## Start SUPPLIED RECORDS

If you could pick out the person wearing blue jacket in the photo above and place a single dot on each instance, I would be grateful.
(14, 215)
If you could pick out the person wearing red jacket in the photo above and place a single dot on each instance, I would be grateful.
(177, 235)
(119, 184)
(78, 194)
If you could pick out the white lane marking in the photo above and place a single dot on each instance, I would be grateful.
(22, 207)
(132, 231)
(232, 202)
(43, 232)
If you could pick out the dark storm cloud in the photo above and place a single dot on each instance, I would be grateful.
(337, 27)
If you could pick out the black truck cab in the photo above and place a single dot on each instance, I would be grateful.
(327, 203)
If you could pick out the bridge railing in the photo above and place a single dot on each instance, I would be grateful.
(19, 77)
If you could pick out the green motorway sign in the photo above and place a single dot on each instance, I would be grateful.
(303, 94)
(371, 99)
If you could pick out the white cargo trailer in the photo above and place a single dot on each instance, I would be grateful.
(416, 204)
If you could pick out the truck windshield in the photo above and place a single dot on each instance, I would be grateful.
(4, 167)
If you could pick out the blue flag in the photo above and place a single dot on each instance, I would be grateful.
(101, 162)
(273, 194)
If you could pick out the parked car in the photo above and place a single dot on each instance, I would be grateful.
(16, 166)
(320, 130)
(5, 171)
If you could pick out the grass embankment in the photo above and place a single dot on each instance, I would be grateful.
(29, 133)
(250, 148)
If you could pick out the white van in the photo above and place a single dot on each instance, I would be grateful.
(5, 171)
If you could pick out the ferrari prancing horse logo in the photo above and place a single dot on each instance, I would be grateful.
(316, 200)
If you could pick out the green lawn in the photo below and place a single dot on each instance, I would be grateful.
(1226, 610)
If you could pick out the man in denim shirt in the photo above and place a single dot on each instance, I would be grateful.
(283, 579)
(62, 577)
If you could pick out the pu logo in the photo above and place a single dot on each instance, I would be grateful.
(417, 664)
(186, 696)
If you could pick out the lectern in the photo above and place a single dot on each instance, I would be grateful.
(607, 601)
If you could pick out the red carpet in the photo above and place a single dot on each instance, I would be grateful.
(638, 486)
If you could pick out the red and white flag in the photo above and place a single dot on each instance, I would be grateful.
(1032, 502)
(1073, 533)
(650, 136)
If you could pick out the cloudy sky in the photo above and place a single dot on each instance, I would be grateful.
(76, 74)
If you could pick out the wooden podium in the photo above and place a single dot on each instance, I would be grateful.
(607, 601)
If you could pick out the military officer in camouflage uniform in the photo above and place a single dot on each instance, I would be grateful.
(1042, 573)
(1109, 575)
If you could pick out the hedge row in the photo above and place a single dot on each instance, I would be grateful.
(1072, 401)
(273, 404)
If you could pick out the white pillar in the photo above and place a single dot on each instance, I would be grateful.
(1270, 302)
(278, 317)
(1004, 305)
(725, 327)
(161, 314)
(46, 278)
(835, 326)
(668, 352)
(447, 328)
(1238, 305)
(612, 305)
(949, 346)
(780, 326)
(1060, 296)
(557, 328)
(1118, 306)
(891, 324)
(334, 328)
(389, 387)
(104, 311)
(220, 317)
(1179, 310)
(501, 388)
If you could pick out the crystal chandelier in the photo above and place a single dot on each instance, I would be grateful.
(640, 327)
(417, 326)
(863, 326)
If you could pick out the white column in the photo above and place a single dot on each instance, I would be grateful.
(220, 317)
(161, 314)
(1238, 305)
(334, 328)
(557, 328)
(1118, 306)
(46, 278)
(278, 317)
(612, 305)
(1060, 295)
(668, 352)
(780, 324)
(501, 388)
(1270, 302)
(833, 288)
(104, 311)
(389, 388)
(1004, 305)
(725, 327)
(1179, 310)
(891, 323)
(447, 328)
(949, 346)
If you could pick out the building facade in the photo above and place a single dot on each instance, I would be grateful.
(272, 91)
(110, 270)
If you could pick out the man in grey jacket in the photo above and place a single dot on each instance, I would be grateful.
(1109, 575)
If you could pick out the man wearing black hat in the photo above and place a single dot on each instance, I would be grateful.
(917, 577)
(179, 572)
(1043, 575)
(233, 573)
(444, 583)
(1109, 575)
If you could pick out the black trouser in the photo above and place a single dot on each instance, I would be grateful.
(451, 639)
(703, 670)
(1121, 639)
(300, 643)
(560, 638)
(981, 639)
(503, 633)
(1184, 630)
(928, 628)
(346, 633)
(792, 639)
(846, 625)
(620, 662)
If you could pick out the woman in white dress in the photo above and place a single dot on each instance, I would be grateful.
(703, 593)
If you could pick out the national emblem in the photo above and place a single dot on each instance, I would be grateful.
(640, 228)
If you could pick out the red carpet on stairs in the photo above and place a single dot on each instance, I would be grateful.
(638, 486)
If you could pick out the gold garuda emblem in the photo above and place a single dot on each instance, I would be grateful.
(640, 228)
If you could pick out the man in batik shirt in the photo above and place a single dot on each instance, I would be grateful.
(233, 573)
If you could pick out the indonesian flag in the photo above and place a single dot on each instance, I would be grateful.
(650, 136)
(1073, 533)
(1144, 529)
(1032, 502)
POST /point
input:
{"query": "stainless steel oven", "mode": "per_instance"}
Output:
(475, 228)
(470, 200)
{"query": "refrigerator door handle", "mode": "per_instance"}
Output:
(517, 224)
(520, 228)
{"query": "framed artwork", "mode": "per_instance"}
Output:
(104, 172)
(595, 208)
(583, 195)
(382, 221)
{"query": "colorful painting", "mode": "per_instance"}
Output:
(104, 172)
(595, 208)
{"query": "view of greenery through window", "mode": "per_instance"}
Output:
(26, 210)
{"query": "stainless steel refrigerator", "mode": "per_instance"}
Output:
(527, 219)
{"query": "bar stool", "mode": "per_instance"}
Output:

## End SUPPLIED RECORDS

-- TASK STATEMENT --
Extract every line of the listing above and reproduce each one verbatim, in the original order.

-- THE COMPLETED TASK --
If you could pick out the person wearing blue jacket in the photo above and place a single dot on each instance, I would be grateful.
(14, 215)
If you could pick out the person wearing red jacket in the photo above and place a single dot on each instance, I would be grateful.
(177, 235)
(119, 184)
(78, 194)
If you could pick out the white lane marking in the photo above and place a single dot on each instance, I would be grateful.
(22, 207)
(132, 231)
(232, 202)
(43, 232)
If you could pick out the dark storm cloud in the photo above and place a single dot on each instance, I would be grateful.
(337, 27)
If you could pick out the black truck cab in the photo above and place a single dot on each instance, I would be grateful.
(327, 203)
If you could pick out the bridge railing in the photo above and place a single dot on each instance, I would be grateful.
(19, 77)
If you could pick out the green motorway sign in the photo above and place a single dot on each instance, I would be grateful.
(303, 94)
(371, 99)
If you could pick out the white cargo trailer in the photo above and place a single dot on each instance, I would be grateful.
(416, 204)
If you could pick out the truck windshield in the photo above and place a single dot on each instance, I would be grateful.
(4, 167)
If you could pick out the blue flag in the photo above and place a single dot on each instance, I would be grateful.
(101, 162)
(273, 194)
If you could pick out the parked car in the photo above and place a single dot on each instance, I would be grateful.
(16, 166)
(320, 130)
(5, 171)
If you could pick out the grass embankment in the photo above and place a single dot on each instance, I would be grateful.
(29, 133)
(250, 148)
If you could pick out the white van in the photo above and place a single dot on each instance, I would be grateful.
(5, 171)
If you could pick out the ferrari prancing horse logo in the photo above and place a single dot on each instance, I would be grateful.
(316, 200)
If you could pick out the green lawn in the photo below and place a single dot on each instance, I would be grateful.
(1226, 610)
If you could pick out the man in denim shirt in the photo above and place a single dot on each instance, I would be grateful.
(283, 579)
(62, 577)
If you could pick out the pu logo in the photo above and place a single dot on each instance, I would be grateful.
(417, 664)
(186, 696)
If you could pick out the lectern in the photo above and place a single dot on each instance, I would be grateful.
(607, 601)
If you could pick out the red carpet in the photo above and place a single dot on each instance, I would be grateful.
(638, 486)
If you could pick out the red and white flag in the photo above and place a single dot on each instance, I would be grateful.
(1032, 502)
(1073, 533)
(650, 136)
If you could pick out the cloudy sky in the photo above and place a single dot on each instance, I would be grateful.
(76, 74)
If you could pick out the wooden podium in the photo above and place a single dot on each instance, I would be grateful.
(607, 601)
If you could pick out the military officer in camouflage uniform in the photo above and place a single dot on each instance, I would be grateful.
(1042, 573)
(1109, 575)
If you could pick out the hedge row in the photo above and place a single dot on each instance, I would be grateful.
(1072, 401)
(273, 404)
If you could pick out the white pillar in the photo above and place a single dot on each instance, I would be grateful.
(1270, 302)
(278, 317)
(1004, 305)
(725, 327)
(161, 314)
(46, 278)
(835, 326)
(668, 352)
(447, 328)
(1238, 305)
(612, 305)
(949, 346)
(780, 326)
(1060, 296)
(557, 328)
(1118, 306)
(891, 324)
(334, 328)
(389, 387)
(104, 311)
(220, 317)
(1179, 310)
(501, 388)
If you could pick out the crystal chandelier in the photo above and place a single dot on each instance, I would be grateful.
(640, 327)
(417, 326)
(863, 326)
If you could pick out the white column in the photo above and place a single dot on each instance, I would be grateful.
(220, 317)
(161, 314)
(1238, 305)
(334, 328)
(557, 328)
(1118, 306)
(46, 278)
(278, 317)
(612, 305)
(1060, 295)
(668, 352)
(780, 324)
(501, 388)
(1270, 302)
(833, 288)
(104, 311)
(389, 388)
(1004, 305)
(725, 327)
(1179, 310)
(891, 323)
(447, 328)
(949, 346)
If you could pick out the building facade in the photo above and place a single dot on each instance, I would be grateful.
(272, 91)
(110, 270)
If you could pick out the man in grey jacket in the photo above and place a single dot on each instance, I would be grateful.
(1109, 575)
If you could pick out the man wearing black hat in the photo above and place a single dot on each instance, I would be grateful.
(917, 577)
(179, 572)
(1043, 575)
(233, 573)
(444, 583)
(1109, 575)
If you could pick out the black trouser in the photo above and place a single dot on each instance, I would be grateful.
(451, 639)
(703, 670)
(1121, 639)
(300, 643)
(560, 638)
(981, 639)
(503, 633)
(1184, 630)
(928, 628)
(346, 633)
(792, 639)
(846, 625)
(620, 662)
If you could pick out the woman in white dress in the photo above and place a single dot on each instance, I would be grateful.
(703, 593)
If you could pick out the national emblem in the photo above and place a single dot on each instance, I would be grateful.
(640, 228)
If you could pick out the red carpet on stairs in the photo above and place a single dot on each instance, I would be grateful.
(638, 486)
If you could pick out the gold garuda emblem in the photo above and place a single dot on each instance, I would be grateful.
(640, 228)
If you could pick out the man in batik shirt in the photo above and place a single dot on each instance, I would be grateful.
(233, 573)
If you could pick out the indonesian flag in the photo above and place a single dot on each instance, I would be grateful.
(650, 136)
(1073, 533)
(1144, 529)
(1032, 502)
POST /point
input:
{"query": "stainless steel oven", "mode": "per_instance"}
Output:
(475, 228)
(470, 200)
{"query": "refrigerator door handle", "mode": "per_instance"}
Output:
(517, 224)
(520, 228)
{"query": "framed artwork", "mode": "per_instance"}
Output:
(104, 172)
(595, 208)
(583, 195)
(382, 221)
{"query": "colorful painting", "mode": "per_instance"}
Output:
(104, 172)
(595, 208)
{"query": "view of greenery through window", "mode": "per_instance"}
Output:
(26, 210)
{"query": "stainless steel refrigerator", "mode": "per_instance"}
Output:
(527, 219)
{"query": "bar stool", "mode": "per_instance"}
Output:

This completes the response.